[Start SUPPLIED RECORDS]

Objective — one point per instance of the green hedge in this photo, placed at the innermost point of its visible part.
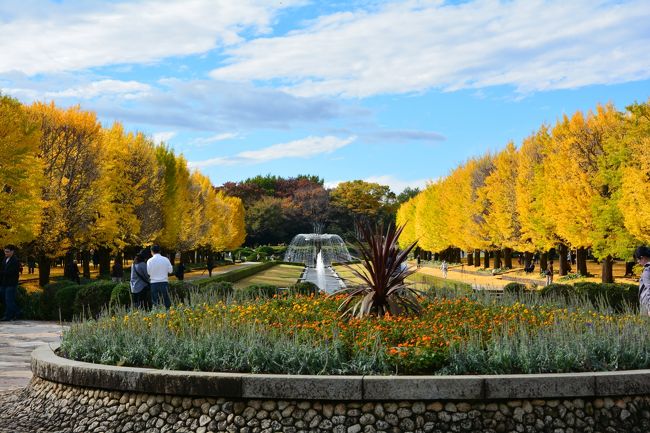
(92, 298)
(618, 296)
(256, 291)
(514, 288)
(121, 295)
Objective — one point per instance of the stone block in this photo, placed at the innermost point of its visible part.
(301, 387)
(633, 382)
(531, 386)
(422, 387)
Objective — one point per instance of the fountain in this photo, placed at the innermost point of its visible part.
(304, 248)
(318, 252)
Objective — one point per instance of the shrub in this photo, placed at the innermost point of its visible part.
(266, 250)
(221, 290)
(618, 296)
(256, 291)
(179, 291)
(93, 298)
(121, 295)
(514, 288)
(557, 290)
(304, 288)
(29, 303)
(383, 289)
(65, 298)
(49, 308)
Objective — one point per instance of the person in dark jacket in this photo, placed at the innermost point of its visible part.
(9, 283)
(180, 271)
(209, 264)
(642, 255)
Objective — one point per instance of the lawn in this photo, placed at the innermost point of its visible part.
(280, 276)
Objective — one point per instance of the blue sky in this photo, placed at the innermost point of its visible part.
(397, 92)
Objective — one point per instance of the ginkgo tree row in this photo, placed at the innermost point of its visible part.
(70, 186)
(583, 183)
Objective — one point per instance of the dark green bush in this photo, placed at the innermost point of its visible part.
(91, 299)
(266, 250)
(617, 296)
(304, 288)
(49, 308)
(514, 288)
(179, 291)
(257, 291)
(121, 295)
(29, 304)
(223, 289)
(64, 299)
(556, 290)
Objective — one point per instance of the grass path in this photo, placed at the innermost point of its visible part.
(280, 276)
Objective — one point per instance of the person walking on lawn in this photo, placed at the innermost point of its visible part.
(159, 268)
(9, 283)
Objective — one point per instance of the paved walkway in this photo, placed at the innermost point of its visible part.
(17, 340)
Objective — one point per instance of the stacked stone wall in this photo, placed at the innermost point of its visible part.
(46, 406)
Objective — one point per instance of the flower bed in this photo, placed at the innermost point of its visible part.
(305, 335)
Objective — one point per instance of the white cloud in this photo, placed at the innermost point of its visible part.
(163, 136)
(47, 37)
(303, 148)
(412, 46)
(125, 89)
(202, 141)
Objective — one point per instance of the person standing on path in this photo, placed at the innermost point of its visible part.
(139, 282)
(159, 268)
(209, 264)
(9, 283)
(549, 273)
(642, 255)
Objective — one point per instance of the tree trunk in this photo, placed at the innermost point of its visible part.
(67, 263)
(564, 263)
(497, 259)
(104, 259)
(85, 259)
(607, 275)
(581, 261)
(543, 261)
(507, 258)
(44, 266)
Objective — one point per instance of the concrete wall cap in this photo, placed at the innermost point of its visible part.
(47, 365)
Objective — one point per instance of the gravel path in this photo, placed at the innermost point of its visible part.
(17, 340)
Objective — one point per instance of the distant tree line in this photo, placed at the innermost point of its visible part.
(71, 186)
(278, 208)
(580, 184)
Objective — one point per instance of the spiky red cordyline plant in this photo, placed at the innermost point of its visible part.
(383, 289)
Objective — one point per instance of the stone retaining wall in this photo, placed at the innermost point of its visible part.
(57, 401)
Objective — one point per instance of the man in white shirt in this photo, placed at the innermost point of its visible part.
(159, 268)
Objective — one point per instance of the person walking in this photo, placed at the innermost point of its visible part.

[End SUPPLIED RECORDS]

# WRITTEN EXERCISE
Can you update the records, changing "innermost point" to "central point" wherever it occurs and leaving everything else as is? Omit the pictures from your answer.

# FULL ANSWER
Objective — one point per instance of the green hedge in this photo, placed at the central point of its visible part.
(92, 298)
(618, 296)
(256, 291)
(514, 288)
(121, 295)
Objective — one point per instance of the stone block in this photo, placed at the central point of its visible part.
(301, 387)
(633, 382)
(531, 386)
(422, 387)
Objective — one point per instance of the fountain in this photo, placed at the central point of its visible part.
(304, 248)
(318, 252)
Objective — one point per instance of the shrub in this photo, placed at the central point of its visible part.
(266, 250)
(221, 290)
(618, 296)
(256, 291)
(179, 291)
(93, 298)
(121, 295)
(514, 288)
(557, 290)
(304, 288)
(29, 303)
(383, 289)
(65, 298)
(49, 308)
Objective — one point per instance of the person in dark jacket in this photo, placed at the central point of its visible part.
(9, 283)
(180, 271)
(209, 264)
(642, 255)
Objective — one point per instance of the lawn in this photo, placed at the central point of its visible part.
(280, 276)
Objective — one point per instance of the blue sky in this photo, placed at the central point of its visible part.
(397, 92)
Objective — one point per instance of the ginkgo tree row in this photo, placed at the central point of its visible part.
(70, 186)
(583, 183)
Objective — one point per instance of the dark green bush in this photo, placed at the central point of its visible part.
(91, 299)
(266, 250)
(617, 296)
(304, 288)
(49, 308)
(514, 288)
(179, 291)
(257, 291)
(121, 295)
(29, 304)
(223, 289)
(64, 299)
(556, 290)
Objective — one point per instance of the grass path in this photo, placed at the central point of its visible part.
(280, 276)
Objective — one point per instance of the person walking on lawn in this photo, placed at the central point of its visible part.
(159, 268)
(9, 283)
Objective — one point per instance of the paved walkway in this photo, placed at the central point of its visible part.
(17, 340)
Objective — one point per instance of the stacked stone wall in this photo, placed at the central point of its visible part.
(46, 406)
Objective — one point per instance of the flower bed in this photo, placed at the central point of its visible part.
(305, 335)
Objective — one point per instance of the white cloud in this photo, placed at the central point of its visible part.
(163, 136)
(47, 37)
(303, 148)
(412, 46)
(125, 89)
(202, 141)
Objective — one point per instance of the person standing on path in this photo, placed at the central point of its visible part.
(139, 282)
(159, 268)
(209, 264)
(9, 283)
(549, 273)
(642, 255)
Objective — one point per instance of the tree trunk in this photo, placed at the central point of its visible part.
(67, 263)
(564, 263)
(497, 259)
(104, 259)
(85, 259)
(607, 275)
(581, 261)
(543, 261)
(507, 258)
(44, 266)
Objective — one point per instance of the concrete wall cap in this photo, placed at the central point of its visible part.
(47, 365)
Objective — one point per instance of the gravel path in this photo, placed at the central point of its visible part.
(17, 340)
Objective — one point per instance of the distant tree line in this photo, placed at the central point of its visible part.
(71, 186)
(278, 208)
(580, 184)
Objective — one point per instance of the spiky red cordyline plant in this photo, placed at the central point of its visible part.
(383, 289)
Objective — one point per instance of the stone retaining wall in this photo, placed at the central point of its visible part.
(57, 401)
Objective — one point per instance of the man in white shirt in this photo, placed at the central point of its visible part.
(159, 268)
Objective — one point per instance of the person walking in this photo, placed at the central point of its visible part.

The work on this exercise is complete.